*TASK OBJECTIVE*: The entries below should be transcribed exactly, every one of them.
- - -
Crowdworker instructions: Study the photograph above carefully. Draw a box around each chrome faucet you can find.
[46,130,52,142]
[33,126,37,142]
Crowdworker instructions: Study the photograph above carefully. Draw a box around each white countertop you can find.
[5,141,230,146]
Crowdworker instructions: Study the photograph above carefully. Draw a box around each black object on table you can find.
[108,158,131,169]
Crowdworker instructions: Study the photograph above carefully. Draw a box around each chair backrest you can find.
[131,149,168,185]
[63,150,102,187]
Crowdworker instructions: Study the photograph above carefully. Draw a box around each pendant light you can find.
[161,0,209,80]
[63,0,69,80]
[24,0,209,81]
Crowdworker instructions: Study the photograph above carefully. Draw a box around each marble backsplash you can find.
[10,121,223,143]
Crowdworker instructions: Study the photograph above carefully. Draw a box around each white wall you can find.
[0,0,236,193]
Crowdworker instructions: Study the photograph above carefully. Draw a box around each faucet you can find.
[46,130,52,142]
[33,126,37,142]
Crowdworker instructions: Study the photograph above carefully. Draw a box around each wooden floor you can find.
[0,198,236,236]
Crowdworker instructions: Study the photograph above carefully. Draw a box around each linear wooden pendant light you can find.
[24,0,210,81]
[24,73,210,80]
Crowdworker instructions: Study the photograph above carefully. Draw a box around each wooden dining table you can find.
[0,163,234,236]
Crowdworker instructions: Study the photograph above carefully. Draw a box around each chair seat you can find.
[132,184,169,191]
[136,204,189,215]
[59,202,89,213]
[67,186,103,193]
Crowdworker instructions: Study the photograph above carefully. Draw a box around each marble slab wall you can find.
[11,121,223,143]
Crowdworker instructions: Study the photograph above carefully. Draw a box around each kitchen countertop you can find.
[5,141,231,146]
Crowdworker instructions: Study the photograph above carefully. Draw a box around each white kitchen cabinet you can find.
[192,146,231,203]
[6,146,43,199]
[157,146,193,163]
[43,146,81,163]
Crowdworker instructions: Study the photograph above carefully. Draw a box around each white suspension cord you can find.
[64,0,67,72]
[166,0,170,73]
- - -
*EXERCISE SOLUTION*:
Crowdworker instructions: Study the photograph above carefully. Draw a box around each chrome faucet you can find.
[46,130,52,142]
[33,126,37,142]
Crowdworker instructions: Study the photograph above carefully. Draw a box around each white countertop you can find.
[5,141,230,146]
Crowdworker instructions: Study the photograph above carefully. Draw a box around each black object on table you can find.
[108,158,131,169]
Crowdworker instructions: Study the photograph above carefully. Draw a box around each chair backrest you can find.
[131,149,168,185]
[63,150,102,187]
Crowdworker instructions: Study the photograph above carefully. Draw a box around each pendant light you can find.
[161,0,209,80]
[63,0,69,80]
[24,0,209,81]
Crowdworker instructions: Study the photograph above carefully. Draw a box around each marble backsplash you can find.
[10,121,223,143]
Crowdworker instructions: Study the photograph above carefully. Draw a box around each white wall you can find.
[0,0,236,193]
Crowdworker instructions: Study the photograph above carefully. Draw a box around each faucet you can find.
[46,130,52,142]
[33,126,37,142]
Crowdworker instructions: Study the photograph above carefully. Draw a box around each wooden floor you can find.
[0,198,236,236]
Crowdworker instructions: Study the photograph above carefully. Draw a box around each linear wooden pendant light you can find.
[24,0,210,81]
[24,73,210,80]
Crowdworker instructions: Study the photograph above carefully. Draw a box around each wooden dining table you can find.
[0,163,234,236]
Crowdworker instructions: Study the photograph above carefully. Draw a box around each chair seat you can find.
[132,184,169,191]
[136,204,189,215]
[59,202,89,213]
[67,186,103,193]
Crowdworker instructions: Study the photograph above carefully. Draw a box around each marble slab wall you can find.
[11,121,223,143]
Crowdworker instructions: Study the photograph above carefully. Draw a box around each kitchen countertop you can find.
[5,141,231,146]
Crowdworker instructions: Study the photograph above carefully. Draw a box around each white kitchen cabinet you can find.
[192,146,231,203]
[6,146,43,199]
[157,146,193,163]
[43,146,81,163]
Crowdworker instructions: Study the photograph above carefully. Draw a box around each white suspension cord you can find.
[64,0,67,72]
[166,0,170,73]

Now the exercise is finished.